Monday, 9 December 2024, 02:23

gaulislam edisi 727/tahun ke-14 (20 Shafar 1443 H/ 27 September 2021)

Bro en Sis rahimakumullah, pembaca setia gaulislam. Hal yang paling sering ditemui di kalangan remaja macam kamu, adalah soal pergaulan muda-mudi. Pergaulan antara remaja putra dan remaja putri. Awalnya kenalan, menganggap sebagai teman biasa, tetapi lama-lama jadi teman spesial dan akhirnya pacaran. Dilanjut lebih intim lagi, tak jarang malah berakhir dengan penyesalan karena terpedaya bujuk rayu setan. Ujungnya, hilang kehormatan satu sama lain. Konon atas nama cinta, padahal nafsu belaka. Mengukir dosa, pula. Ngeri, Bro en Sis.

Ada yang sadar setelah berbuat nista? Banyak. Namun, sungguh prihatin dan bikin miris adalah banyak juga yang berprinsip, udah tanggung ngegas terus, ya sekalian aja terjerumus. Berkubang dosa, malah ada yang bangga menepuk dada sebagai bagian dari pencapaian dalam bertualang di kehidupan kelam. Waduh, itu prinsip setan yang dipake. Parah abis, dah.

Betul. Mereka yang merasa udah telanjur basah nih, ya sudah nyebur aja sekalian. Kalo itu urusan mandi sih sederhana, Neng. Gimana kalo itu urusan kehidupan? Apa iya kamu bakalan berani untuk terus berbuat maksiat gara-gara udah ternoda saat pacaran. Bukannya nyadar malah tambah parah. Itu nggak bener cara berpikirnya, Bro en Sis.

Lalu gimana yang benar? Ya, yang benar untuk kasus ini, segera menghentikan sebelum telanjur terjerumus. Namun, ternyata malah banyak yang bablas terus karena merasa udah telanjur. Banyak tuh, akibat pacaran terlalu hot dan akhirnya menjadi terjerumus ke lembah nista bernama maksiat. Ngegas terus, lalu terjerumus.

Jangan main api

Ok, jadi gini ceritanya. Berawal dari pacaran yang mulanya hanya malu-malu tetapi seiring berjalannya waktu malah jadi malu-maluin. Ya, malu-maluin semua orang. Gimana nggak, pacaran model hot begitu rentan bahayanya. Jangankan yang hot sampe bablas melanggar batasan pergaulan, yang adem-ayem aja tetap ada peluang bahaya kok. Bahaya gimana? Bahaya kalo pada akhirnya jadi bablas juga. Cuma bedanya, ada yang jalan cepat menuju bahaya, tapi ada juga yang jalannya lambat. Intinya sama, berada di zona bahaya meski beda jalur menujunya.

━━━━━━━━

__PERNYATAAN TUGAS__
Tolong tulis ulang tanpa perubahan bagian teks tentang pergaulan remaja di atas, dimulai dengan "gaulislam edisi 727/tahun" dan berlanjut hingga "Ngeri, Bro en Sis.".

__DATA TERKUMPUL__
━━━━━━━━

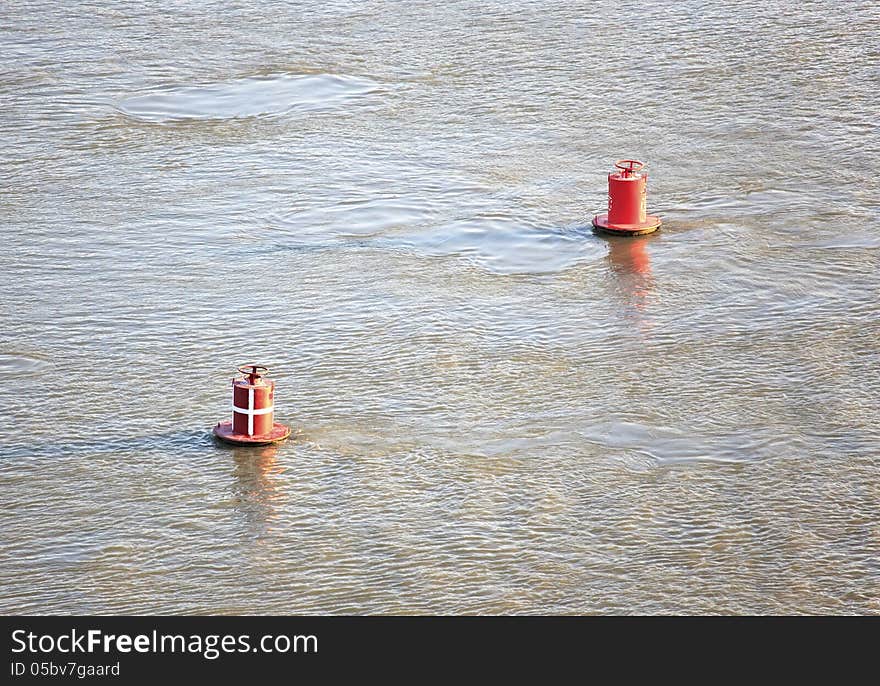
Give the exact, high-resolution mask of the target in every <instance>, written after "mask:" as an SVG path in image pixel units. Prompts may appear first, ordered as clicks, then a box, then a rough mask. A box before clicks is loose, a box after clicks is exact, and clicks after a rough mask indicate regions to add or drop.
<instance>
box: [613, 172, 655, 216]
mask: <svg viewBox="0 0 880 686" xmlns="http://www.w3.org/2000/svg"><path fill="white" fill-rule="evenodd" d="M647 216H648V175H647V174H639V173H632V174H630V175H627V172H625V171H619V172H614V173H612V174H609V175H608V221H609V222H610V223H612V224H641V223H643V222H644V221H645V218H646V217H647Z"/></svg>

━━━━━━━━

__JAWABAN LATIHAN__
gaulislam edisi 727/tahun ke-14 (20 Shafar 1443 H/ 27 September 2021)

Bro en Sis rahimakumullah, pembaca setia gaulislam. Hal yang paling sering ditemui di kalangan remaja macam kamu, adalah soal pergaulan muda-mudi. Pergaulan antara remaja putra dan remaja putri. Awalnya kenalan, menganggap sebagai teman biasa, tetapi lama-lama jadi teman spesial dan akhirnya pacaran. Dilanjut lebih intim lagi, tak jarang malah berakhir dengan penyesalan karena terpedaya bujuk rayu setan. Ujungnya, hilang kehormatan satu sama lain. Konon atas nama cinta, padahal nafsu belaka. Mengukir dosa, pula. Ngeri, Bro en Sis.